● **ESTRATTO DEL DOCUMENTO**:

::::::

Con il termine self-disclosure, o autorivelazione, ci si riferisce ad una tecnica, nata tra gli psicoanalisti e poi diffusa anche in altri approcci di cura della persona, attraverso la quale il professionista “rivela” una parte di sé e della propria esperienza personale, in maniera del tutto consapevole ed intenzionale, al paziente.

Affinché tale intervento abbia una sua efficacia, è necessario che si verifichino alcune condizioni:

  • l’esperienza condivisa dallo psicologo o psicoterapeuta dovrebbe contenere degli elementi comuni o simili a quella del paziente creando, in tal modo, una relazione empatica ed autentica;
  • il ricorso all’autorivelazione dovrebbe avvenire in maniera consapevole e guidata, non solo dalla competenza tecnica del professionista, ma anche dalle sue sensazioni e percezioni che lo orientano valutando, in primis, i bisogni di quel paziente;
  • sarebbe importante utilizzare la tecnica della self-disclosure in una precisa fase del percorso terapeutico in cui la relazione terapeutica sia consolidata e abbia raggiunto un’empatia ed un’intensità emotiva elevate.

::::::

● **DATI FORNITI**:
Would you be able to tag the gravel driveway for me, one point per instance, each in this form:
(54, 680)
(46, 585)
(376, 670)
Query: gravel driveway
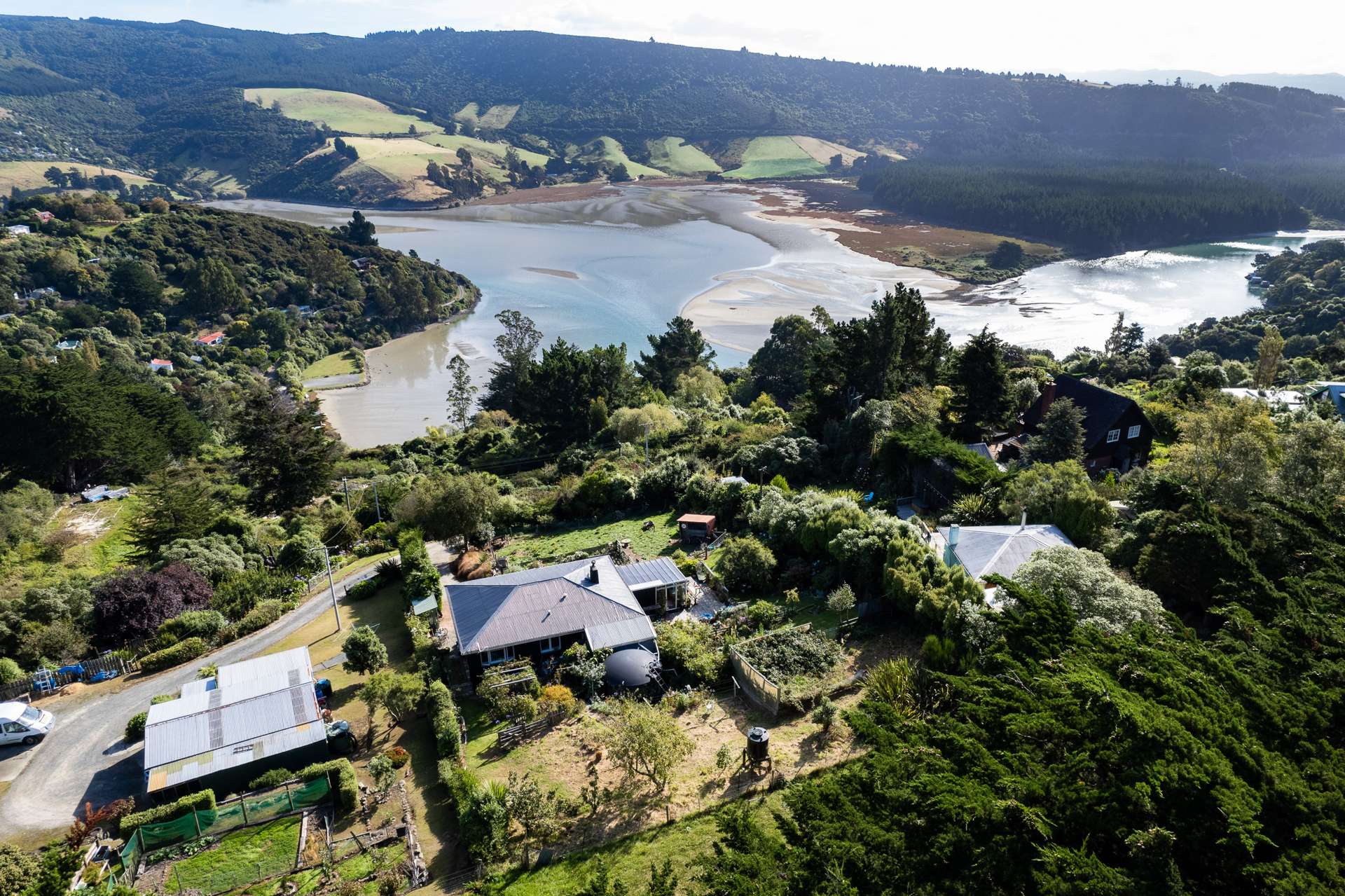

::::::

● **ELENCO ATTIVITÀ**:
(A) Secondo il testo sull'autorivelazione, perché l'esperienza condivisa dallo psicologo o psicoterapeuta dovrebbe avere elementi comuni o simili a quella del paziente? Rispondi in una o due frasi.
(B) Trascrivi dal testo sull'autorivelazione la parte tra "Con il termine" e "intenzionale, al paziente.", inclusi.
Le righe non c'entrano nulla con questo lavoro.

● **SOLUZIONI ALLE ATTIVITÀ**:
(A) Perché in questo modo si crea una relazione empatica e autentica.

(B)
Con il termine self-disclosure, o autorivelazione, ci si riferisce ad una tecnica, nata tra gli psicoanalisti e poi diffusa anche in altri approcci di cura della persona, attraverso la quale il professionista “rivela” una parte di sé e della propria esperienza personale, in maniera del tutto consapevole ed intenzionale, al paziente.